## REQUIRED TASK
Tally how many lines in the material below contain the string "tire". Reply with the number alone.

## ITEMS
········

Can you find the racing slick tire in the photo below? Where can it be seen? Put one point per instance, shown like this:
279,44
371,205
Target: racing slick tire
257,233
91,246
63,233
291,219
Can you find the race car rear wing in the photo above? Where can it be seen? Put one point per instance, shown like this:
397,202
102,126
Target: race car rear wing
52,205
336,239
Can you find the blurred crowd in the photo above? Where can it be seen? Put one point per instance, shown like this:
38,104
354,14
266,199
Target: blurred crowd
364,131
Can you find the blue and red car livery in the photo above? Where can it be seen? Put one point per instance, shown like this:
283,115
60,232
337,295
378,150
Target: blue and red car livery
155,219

········

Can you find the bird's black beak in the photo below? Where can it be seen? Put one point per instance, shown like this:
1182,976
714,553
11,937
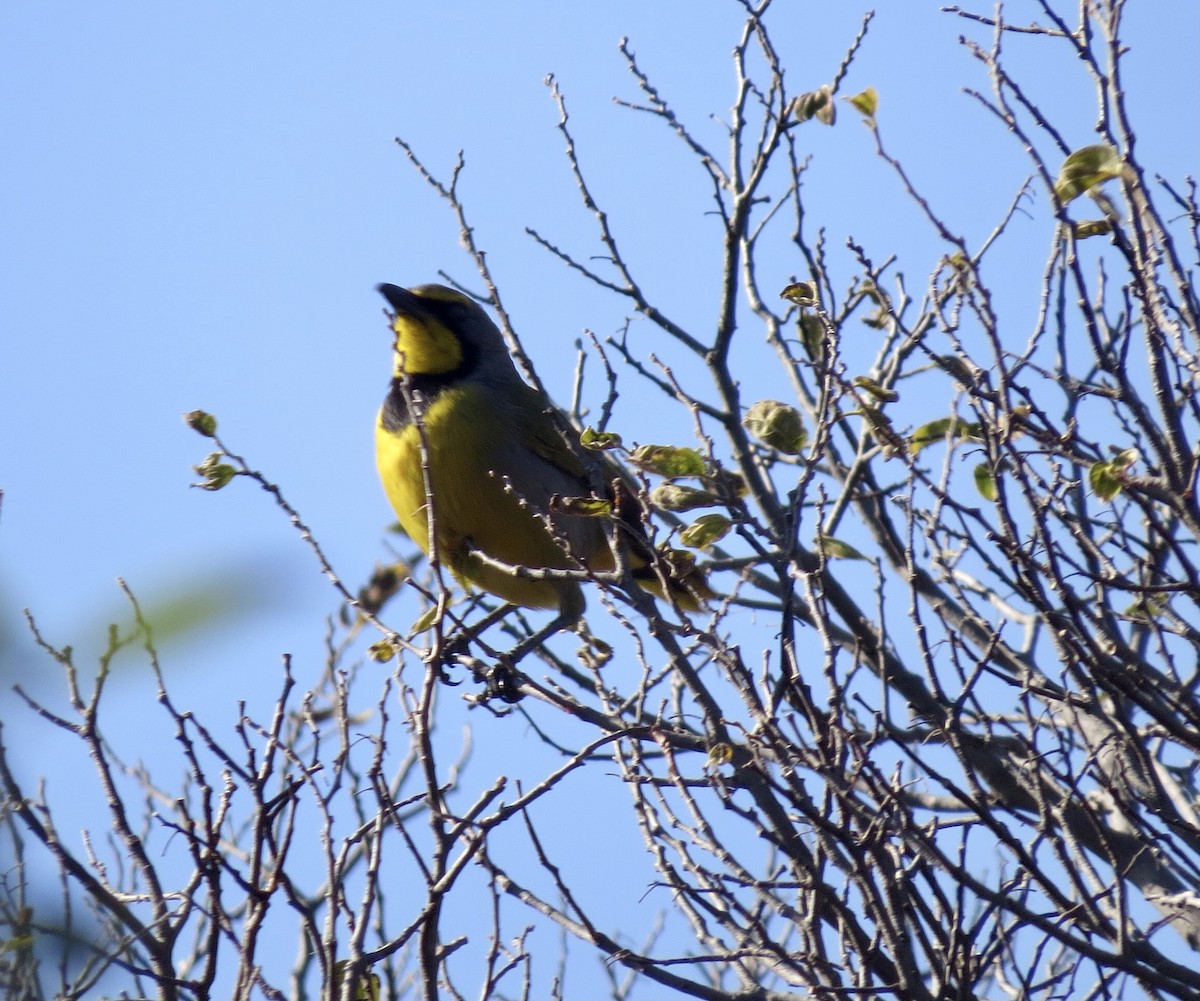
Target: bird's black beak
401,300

········

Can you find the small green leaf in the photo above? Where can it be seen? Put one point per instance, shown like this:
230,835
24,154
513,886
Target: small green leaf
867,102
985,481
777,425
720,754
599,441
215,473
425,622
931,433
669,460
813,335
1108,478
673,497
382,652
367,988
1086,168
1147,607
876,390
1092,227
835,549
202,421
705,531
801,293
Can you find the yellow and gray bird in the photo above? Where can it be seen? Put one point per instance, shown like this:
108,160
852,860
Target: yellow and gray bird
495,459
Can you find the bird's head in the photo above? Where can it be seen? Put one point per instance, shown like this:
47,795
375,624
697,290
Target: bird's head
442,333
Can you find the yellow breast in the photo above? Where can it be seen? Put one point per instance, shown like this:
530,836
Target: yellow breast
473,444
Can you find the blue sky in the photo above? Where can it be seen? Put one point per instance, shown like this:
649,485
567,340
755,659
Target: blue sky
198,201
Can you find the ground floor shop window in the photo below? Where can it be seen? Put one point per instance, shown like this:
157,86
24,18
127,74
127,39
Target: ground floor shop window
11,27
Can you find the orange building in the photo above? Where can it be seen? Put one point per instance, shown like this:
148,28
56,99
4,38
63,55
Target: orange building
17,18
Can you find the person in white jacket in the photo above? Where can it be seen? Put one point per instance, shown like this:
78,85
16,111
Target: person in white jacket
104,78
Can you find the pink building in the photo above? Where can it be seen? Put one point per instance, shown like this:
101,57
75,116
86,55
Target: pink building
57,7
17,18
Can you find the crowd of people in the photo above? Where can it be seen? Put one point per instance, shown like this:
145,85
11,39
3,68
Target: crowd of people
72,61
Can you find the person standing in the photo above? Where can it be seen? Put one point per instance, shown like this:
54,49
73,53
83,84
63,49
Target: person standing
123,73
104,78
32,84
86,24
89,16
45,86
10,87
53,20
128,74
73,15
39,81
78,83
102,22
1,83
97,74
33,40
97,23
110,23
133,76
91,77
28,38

········

## THE COMPLETED TASK
2